Stored data entries:
____
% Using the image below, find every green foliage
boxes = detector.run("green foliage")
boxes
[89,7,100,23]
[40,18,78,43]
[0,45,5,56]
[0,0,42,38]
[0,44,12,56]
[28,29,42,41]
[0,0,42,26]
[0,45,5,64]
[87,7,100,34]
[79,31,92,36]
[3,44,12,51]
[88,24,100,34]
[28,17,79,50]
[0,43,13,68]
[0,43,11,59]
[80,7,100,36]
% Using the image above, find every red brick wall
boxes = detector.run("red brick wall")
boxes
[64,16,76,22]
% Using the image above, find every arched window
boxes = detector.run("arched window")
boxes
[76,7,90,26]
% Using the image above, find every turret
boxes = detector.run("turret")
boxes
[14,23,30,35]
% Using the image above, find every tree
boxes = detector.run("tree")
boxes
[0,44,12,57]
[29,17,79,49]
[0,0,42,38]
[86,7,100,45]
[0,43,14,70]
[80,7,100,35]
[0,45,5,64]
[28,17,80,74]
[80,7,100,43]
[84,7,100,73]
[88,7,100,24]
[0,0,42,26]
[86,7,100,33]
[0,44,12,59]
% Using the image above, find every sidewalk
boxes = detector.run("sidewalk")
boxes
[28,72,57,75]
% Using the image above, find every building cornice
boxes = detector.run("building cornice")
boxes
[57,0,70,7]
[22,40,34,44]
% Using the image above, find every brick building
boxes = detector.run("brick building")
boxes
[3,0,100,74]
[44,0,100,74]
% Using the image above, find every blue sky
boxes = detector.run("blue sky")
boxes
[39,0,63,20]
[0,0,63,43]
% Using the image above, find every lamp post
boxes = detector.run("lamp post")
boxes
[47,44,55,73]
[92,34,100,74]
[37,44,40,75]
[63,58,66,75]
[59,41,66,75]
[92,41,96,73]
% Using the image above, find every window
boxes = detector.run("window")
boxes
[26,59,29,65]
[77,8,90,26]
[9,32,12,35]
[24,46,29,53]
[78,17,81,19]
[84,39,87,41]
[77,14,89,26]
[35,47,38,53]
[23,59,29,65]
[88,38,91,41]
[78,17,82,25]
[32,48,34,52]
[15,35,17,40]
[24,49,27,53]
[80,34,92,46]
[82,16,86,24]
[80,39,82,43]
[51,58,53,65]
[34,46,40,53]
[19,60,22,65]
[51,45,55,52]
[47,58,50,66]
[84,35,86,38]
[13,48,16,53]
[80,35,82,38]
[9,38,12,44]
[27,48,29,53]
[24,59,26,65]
____
* **Aim of the task**:
Return each line from the records that includes the word "window".

* **Exercise answer**:
% Using the image above, find every arched window
boxes = detector.run("arched window")
% Using the image above, find every window
boxes = detector.run("window")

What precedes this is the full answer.